Using the information =>
1) In the helicopter rescue release, can you rewrite the paragraph beginning "The men were able to retrieve an expired 121.5MHz distress beacon" more briefly while keeping its main facts?
2) What place names appear in the helicopter rescue release? List every one.
3) Answer these questions from the helicopter rescue release:
(a) How large was the total search area?
(b) What set the long grass on fire after the emergency landing?
(c) Where were the men taken for medical assessment?

═══ Provided text ═══

Monday 24 November 2014
Two men were lucky to escape with only minor injuries after their helicopter suffered engine failure on Saturday, 22 November.
Media Release

The Australian Maritime Safety Authority (AMSA) Search and Rescue coordinated the search and rescue of the two men after they were reported overdue from a flight between Archer River and Mareeba.

The helicopter had departed Archer River Roadhouse about 2.30pm AEST and no contact had been received from the helicopter since.

The total search area was approximately 10,000 square kilometres centred about 450kms north west of Cairns. Three helicopters and two fixed wing aircraft were involved in the search.

Information received had indicated that the men were likely to have followed the road from Archer River to Mareeba, however the helicopter was located off track about 35 nautical miles east south east of Archer River Roadhouse thanks to an overflying aircraft.

The men had made an emergency landing in long grass and shortly after the grass caught fire from the heat of the helicopter's exhaust.

Both occupants were able to get out of the helicopter before it caught fire and get to safety.

The men were able to retrieve an expired 121.5MHz distress beacon from the helicopter before it caught on fire, and after several attempts over a number of hours, the men were able to activate the beacon. 121.5MHz distress beacons can only be detected by overflying aircraft.

The distress beacon was detected at about 3.45pm AEST yesterday afternoon.

AMSA tasked one of its dedicated search and rescue Dornier aircraft to locate the beacon and the burnt out helicopter was found along with the pilot and passenger waving nearby.

A rescue helicopter was then tasked to retrieve the men, who were reported safe and well but were transported to Cairns for medical assessment as a precaution.

AMSA strongly encourages the use of registered and GPS encoded 406MHz distress beacons as they can be detected by satellite, resulting in faster and more efficient search and rescue operations. The use of satellite phones is also recommended in areas with limited mobile phone coverage.

AMSA also encourages people to advise family or friends of their intended route if they’re going out in an aircraft or boat, or bushwalking. This information can greatly assist in search and rescue operations.

═══ Excerpted data ═══

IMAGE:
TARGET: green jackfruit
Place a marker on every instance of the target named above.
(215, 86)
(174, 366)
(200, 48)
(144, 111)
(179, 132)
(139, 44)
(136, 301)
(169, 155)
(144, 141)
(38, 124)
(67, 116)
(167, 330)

═══
═══ Excerpted data ═══

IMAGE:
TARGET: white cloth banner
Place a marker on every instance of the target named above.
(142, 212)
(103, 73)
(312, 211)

═══

Answers per task =>
1) Before the helicopter caught fire, the men took an expired 121.5MHz distress beacon from it. After several attempts over a number of hours, they activated it. Beacons of this type can be detected only by overflying aircraft.

2)
- Archer River
- Mareeba
- Archer River Roadhouse
- Cairns

3)
(a) Approximately 10,000 square kilometres.
(b) The heat of the helicopter's exhaust.
(c) Cairns.